Copy the stretch from "Please point out the pink" through "(1095, 469)", swapping "innermost" for "central" wherever it occurs and leaving everything else unchanged.

[Excerpt from a dataset]
↓

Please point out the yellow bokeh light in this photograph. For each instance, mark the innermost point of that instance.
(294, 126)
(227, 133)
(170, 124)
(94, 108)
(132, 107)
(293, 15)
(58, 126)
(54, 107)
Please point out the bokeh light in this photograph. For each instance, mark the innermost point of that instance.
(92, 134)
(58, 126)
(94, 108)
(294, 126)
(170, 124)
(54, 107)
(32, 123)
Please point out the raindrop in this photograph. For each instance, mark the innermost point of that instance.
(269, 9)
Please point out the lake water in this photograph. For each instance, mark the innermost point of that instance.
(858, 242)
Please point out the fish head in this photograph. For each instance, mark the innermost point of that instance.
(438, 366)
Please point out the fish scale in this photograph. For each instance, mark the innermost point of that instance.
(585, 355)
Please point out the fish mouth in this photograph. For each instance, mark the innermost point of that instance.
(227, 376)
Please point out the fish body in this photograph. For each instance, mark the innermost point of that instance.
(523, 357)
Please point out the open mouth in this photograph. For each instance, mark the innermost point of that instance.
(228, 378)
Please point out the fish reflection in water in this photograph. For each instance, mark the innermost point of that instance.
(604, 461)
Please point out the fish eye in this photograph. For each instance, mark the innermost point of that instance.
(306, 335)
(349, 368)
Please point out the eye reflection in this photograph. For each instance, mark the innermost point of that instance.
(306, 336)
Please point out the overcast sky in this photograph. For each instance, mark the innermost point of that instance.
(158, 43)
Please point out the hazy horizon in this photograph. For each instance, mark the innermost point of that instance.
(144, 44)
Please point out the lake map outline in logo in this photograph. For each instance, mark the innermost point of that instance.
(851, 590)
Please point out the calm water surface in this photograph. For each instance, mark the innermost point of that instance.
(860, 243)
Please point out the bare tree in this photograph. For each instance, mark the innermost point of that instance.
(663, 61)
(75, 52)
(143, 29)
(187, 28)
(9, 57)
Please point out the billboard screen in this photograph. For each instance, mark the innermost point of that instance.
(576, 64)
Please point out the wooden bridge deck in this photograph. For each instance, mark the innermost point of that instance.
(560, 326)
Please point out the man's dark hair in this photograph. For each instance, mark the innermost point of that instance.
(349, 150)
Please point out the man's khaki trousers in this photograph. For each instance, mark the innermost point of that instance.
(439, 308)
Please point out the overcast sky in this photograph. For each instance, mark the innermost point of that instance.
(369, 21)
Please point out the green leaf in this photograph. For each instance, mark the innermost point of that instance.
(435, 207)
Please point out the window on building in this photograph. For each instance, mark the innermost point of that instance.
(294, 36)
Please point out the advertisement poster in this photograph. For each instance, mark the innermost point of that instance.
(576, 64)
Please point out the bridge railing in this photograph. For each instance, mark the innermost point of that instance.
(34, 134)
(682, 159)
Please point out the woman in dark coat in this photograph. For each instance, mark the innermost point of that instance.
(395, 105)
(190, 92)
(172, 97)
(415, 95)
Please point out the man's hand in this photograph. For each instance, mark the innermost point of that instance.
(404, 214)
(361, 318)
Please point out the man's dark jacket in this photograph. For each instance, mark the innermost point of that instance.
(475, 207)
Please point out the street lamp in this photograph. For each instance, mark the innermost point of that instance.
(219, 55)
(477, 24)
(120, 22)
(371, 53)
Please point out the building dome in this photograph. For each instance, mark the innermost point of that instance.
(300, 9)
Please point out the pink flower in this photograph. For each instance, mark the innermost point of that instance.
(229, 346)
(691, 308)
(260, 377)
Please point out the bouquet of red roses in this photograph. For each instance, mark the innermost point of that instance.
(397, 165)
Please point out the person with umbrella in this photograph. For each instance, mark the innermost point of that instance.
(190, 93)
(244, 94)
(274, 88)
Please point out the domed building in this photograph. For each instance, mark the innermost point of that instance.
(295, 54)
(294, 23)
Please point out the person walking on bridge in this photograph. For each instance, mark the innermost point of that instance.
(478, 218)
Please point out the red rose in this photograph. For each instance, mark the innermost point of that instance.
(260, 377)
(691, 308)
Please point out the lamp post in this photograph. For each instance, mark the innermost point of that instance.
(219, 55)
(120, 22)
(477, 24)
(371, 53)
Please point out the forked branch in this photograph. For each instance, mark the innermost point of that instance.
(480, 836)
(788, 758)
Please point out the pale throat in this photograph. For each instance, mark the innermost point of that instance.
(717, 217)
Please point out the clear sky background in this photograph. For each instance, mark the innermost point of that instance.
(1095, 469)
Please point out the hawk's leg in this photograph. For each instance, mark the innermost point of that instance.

↑

> **Result**
Please point out the pink flower in this photograph. For each instance, mark the central point of that instance.
(229, 346)
(691, 308)
(260, 377)
Please point out the bouquet of red roses in this photograph. For each instance, mark the central point of that instance.
(397, 165)
Please point out the person with umbrella in this photograph. For each instance, mark the central point of that instance.
(190, 93)
(244, 94)
(274, 88)
Please point out the domed building in this photograph. For each instance, mark the central point of that instance.
(295, 54)
(294, 23)
Please point out the person walking on bridge in this photograph. For each instance, mark the central point of that instance.
(478, 218)
Please point out the red rose in this photograph. For each instance, mark the central point of that instance.
(260, 377)
(691, 308)
Please point out the lamp post in this photograph. For each instance, mark the central point of that instance.
(219, 55)
(120, 22)
(477, 24)
(371, 53)
Please point out the forked branch in this photograph. For each instance, mark the central point of that instance.
(480, 836)
(788, 758)
Please point out the pale throat in this photograph. For each instance, mark the central point of that instance.
(717, 217)
Please point out the clear sky background in this photograph. For each instance, mark the central point of that instance.
(1095, 469)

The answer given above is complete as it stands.